• No results found

1.3 Het MYP-programma

1.3.10 Toetsing in het MYP-onderwijs

Bij het maken van de MYP language acquisition global proficiency table (zie Figuur 2) heeft het IB het Gemeenschappelijk Europees Referentiekader als referentiepunt gebruikt (Common European Framework of Reference for

Languages, 2001). Net zoals in het Gemeenschappelijk Europees Referentiekader is er in het MYP-onderwijs gekozen voor zes niveaus, waarin de taalprestaties van taalleerlingen kunnen worden beschreven. Deze niveaus komen overeen met een hoge- en lage interpretatie van het basis- (A1/2), midden- (B1/2) en

gevorderd (C1/2) niveau van het Europees referentiekader. Logischerwijze wordt er in het MYP-onderwijs en in het Gemeenschappelijk Europees Referentiekader per niveau meer van de t2-leerling verwacht. Zowel de manier waarop de leerlingen de taal gebruiken (grammatica, woordenschat, etc.) als de contexten waarover en waarin ze praten worden per niveau moeilijker. De verschillende niveaus in het Gemeenschappelijk Europees Referentiekader worden beschreven in zogenaamde “can do” statements, waardoor de beschrijvingen vrij abstract en breed te interpreteren zijn. Het Europees Referentiekader is echter een

referentiepunt, waarin de gebruikers van het kader zelf hun eigen keuzes kunnen maken over hoe ze de leerlingen beoordelen. De schalen van het Europees

74 Referentiekader dienen gebruikt te worden om zelf, afhankelijk van de leerlingen, beoordelingsschalen/criteria te ontwikkelen. De IBO heeft dit ter harte genomen, en de toetscriteria van het taalverwervingsonderwijs met behulp van het

Gemeenschappelijk Europees Referentiekader ook in zogenaamde “can do” statements opgesteld.

:: Gegeven items ::
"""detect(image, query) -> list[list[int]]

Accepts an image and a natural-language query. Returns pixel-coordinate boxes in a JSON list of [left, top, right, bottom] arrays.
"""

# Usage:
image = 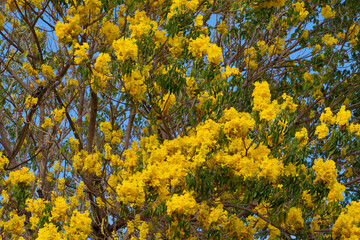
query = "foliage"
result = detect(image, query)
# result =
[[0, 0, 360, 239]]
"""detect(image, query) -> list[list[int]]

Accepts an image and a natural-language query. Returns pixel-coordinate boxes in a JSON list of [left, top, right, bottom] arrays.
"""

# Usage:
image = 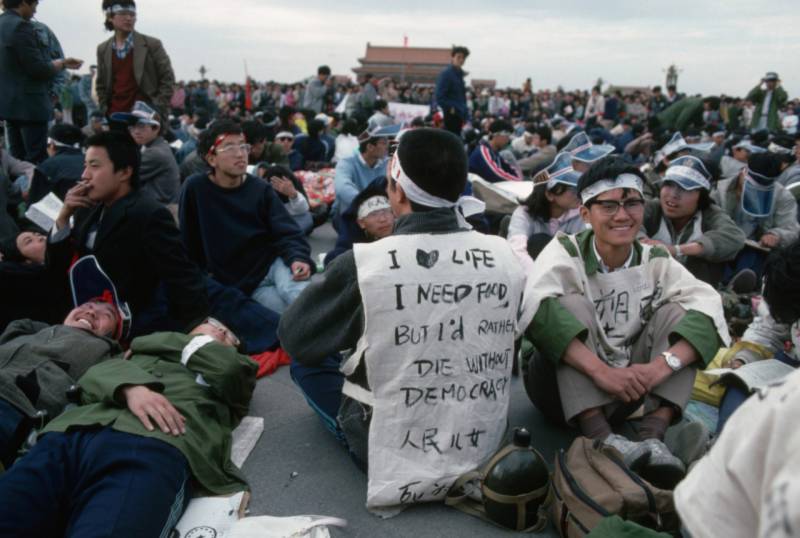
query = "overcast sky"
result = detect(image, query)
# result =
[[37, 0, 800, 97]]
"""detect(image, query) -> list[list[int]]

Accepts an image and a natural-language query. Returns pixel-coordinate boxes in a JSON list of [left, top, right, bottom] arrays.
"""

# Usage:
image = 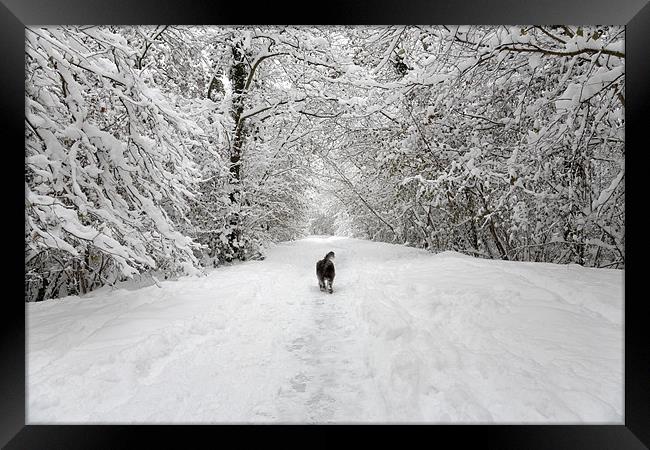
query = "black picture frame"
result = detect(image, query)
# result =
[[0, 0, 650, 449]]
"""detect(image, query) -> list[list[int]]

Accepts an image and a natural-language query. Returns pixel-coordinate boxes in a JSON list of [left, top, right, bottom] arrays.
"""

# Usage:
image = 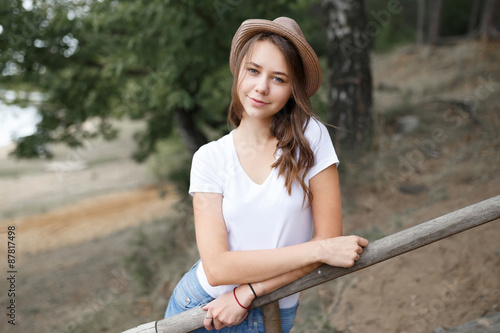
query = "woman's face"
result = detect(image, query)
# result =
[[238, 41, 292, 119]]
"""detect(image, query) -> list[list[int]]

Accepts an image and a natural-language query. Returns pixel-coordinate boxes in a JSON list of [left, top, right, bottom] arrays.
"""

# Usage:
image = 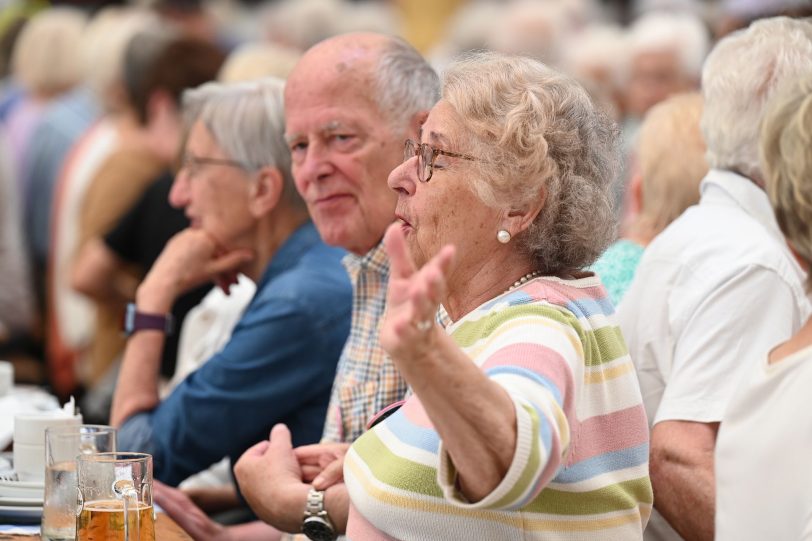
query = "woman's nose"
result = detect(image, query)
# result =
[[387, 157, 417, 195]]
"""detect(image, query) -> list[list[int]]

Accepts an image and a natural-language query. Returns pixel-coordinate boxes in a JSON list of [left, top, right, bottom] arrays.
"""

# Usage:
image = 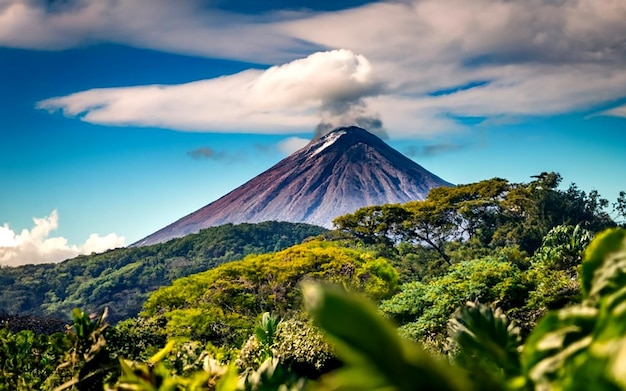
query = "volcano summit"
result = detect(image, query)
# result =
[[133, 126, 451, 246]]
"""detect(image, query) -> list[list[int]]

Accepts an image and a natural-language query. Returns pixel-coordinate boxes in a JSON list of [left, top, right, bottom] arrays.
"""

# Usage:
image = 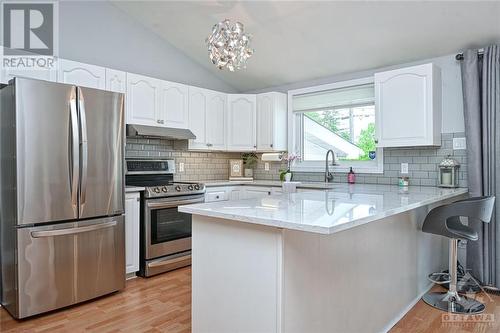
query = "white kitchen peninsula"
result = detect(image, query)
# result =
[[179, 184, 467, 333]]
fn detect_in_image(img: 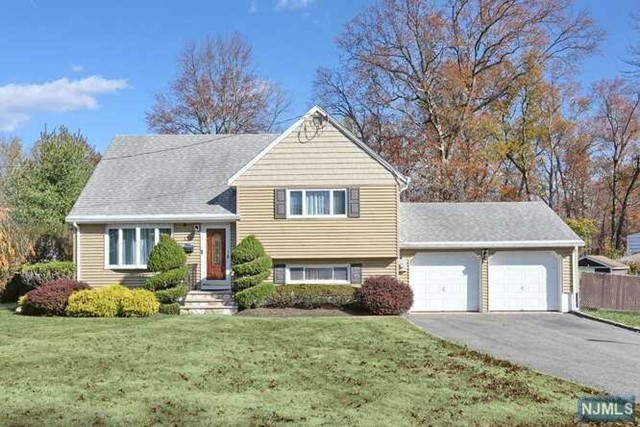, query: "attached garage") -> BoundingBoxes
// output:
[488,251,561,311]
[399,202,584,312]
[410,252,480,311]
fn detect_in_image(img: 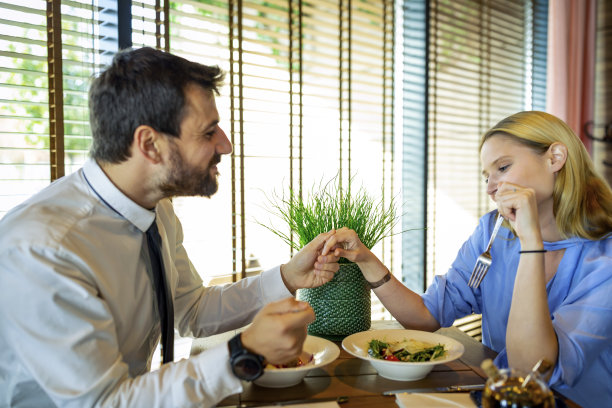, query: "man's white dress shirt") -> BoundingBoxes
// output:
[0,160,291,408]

:: Opdrachtinstructies ::
Geef aan voor hoeveel niveaus er volgens het documentfragment over toetsing in het MYP-onderwijs is gekozen om de taalprestaties van taalleerlingen te beschrijven.

:: Antwoord ::
Er is gekozen voor zes niveaus.